There is only one person I know who can make a song about immaculate virtues sound like a celebration of sleaze. It’s Bryan Ferry. Right from his Roxy Music days, Ferry’s furry girl-on-the-carpet-my-tie-undone voice has driven through various styles from glam rock, Sinatra-song and even Dylan songs
in his masterful Dylanesque (2007). With Olympia, he delivers a luscious, pulsating orb.

Talking about the sigh-sleaze sound,  in ‘You can dance’, we are guided into a low-lit high-life penitentiary where sins are solved by gulps of gin and come-on lines (which is what this song really is: one long, hypnotic come-on). The chugga-chugga guitars of ‘Alphaville’ makes shimmy moves in time with Ferry’s almost monotonous but strangely tuneful whispers. He teams up with the Scissor Sisters in ‘Heartache by numbers’ and sounds a dirgelike note as he sings: “I live for the moment/ I long for the day/ You walk in my garden/ You lie in my shade”. This could be Count Dracula pining for his long dead beloved wife.

The piano bar comes to life in ‘Me oh my’, that sounds a bit too lush even  by Ferry standards. I treat it as an introduction of sorts to the dramatic ‘Shameless’. Anything that has the virus-like horse hooves sound has my attention. But add to that firm line the world’s most sophisticated singing voice teaming up with Groove Armada’s terrifying groovy sound and a line that goes, “In a shameless world/ Rock’n’roll desire”, I’m hooked, line, methadone and sinker.

Exercise set —
1. Rewrite the part of the Bryan Ferry review that opens with the words containing "Talking about the" and closes with "dead beloved wife.", replacing "gin" with "whiskey".
2. According to the Bryan Ferry review, what was the name of the 2007 release in which Ferry took on Dylan songs?
The lines that follow have no connection to the Bryan Ferry review.

Extracted entries —

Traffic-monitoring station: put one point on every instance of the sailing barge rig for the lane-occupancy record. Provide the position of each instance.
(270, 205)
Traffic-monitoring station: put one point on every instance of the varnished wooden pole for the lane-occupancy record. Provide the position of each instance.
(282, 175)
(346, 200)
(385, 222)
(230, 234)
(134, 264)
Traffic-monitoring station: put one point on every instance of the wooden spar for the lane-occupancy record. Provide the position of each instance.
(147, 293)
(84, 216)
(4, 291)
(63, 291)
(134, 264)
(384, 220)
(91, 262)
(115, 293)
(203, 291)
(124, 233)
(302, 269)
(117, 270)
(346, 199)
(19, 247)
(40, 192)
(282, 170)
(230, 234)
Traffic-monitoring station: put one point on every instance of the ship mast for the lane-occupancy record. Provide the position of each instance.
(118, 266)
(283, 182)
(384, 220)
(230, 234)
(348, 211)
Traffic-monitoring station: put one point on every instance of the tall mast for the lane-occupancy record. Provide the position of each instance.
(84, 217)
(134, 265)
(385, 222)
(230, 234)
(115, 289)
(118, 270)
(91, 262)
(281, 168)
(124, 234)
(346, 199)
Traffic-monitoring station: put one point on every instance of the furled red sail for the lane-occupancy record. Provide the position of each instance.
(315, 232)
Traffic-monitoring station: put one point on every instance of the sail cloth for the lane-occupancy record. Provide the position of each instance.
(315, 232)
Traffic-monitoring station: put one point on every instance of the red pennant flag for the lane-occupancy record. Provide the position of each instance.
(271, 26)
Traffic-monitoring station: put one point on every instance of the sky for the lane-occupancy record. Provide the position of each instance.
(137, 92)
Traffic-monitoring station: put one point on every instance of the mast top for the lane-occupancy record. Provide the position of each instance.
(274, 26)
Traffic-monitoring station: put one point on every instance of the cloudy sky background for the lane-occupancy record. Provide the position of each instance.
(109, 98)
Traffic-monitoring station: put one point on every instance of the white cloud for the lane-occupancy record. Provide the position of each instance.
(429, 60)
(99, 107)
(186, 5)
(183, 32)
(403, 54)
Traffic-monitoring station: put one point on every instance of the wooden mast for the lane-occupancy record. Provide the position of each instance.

Answer section —
1.
Talking about the sigh-sleaze sound,  in ‘You can dance’, we are guided into a low-lit high-life penitentiary where sins are solved by gulps of whiskey and come-on lines (which is what this song really is: one long, hypnotic come-on). The chugga-chugga guitars of ‘Alphaville’ makes shimmy moves in time with Ferry’s almost monotonous but strangely tuneful whispers. He teams up with the Scissor Sisters in ‘Heartache by numbers’ and sounds a dirgelike note as he sings: “I live for the moment/ I long for the day/ You walk in my garden/ You lie in my shade”. This could be Count Dracula pining for his long dead beloved wife.

2. Dylanesque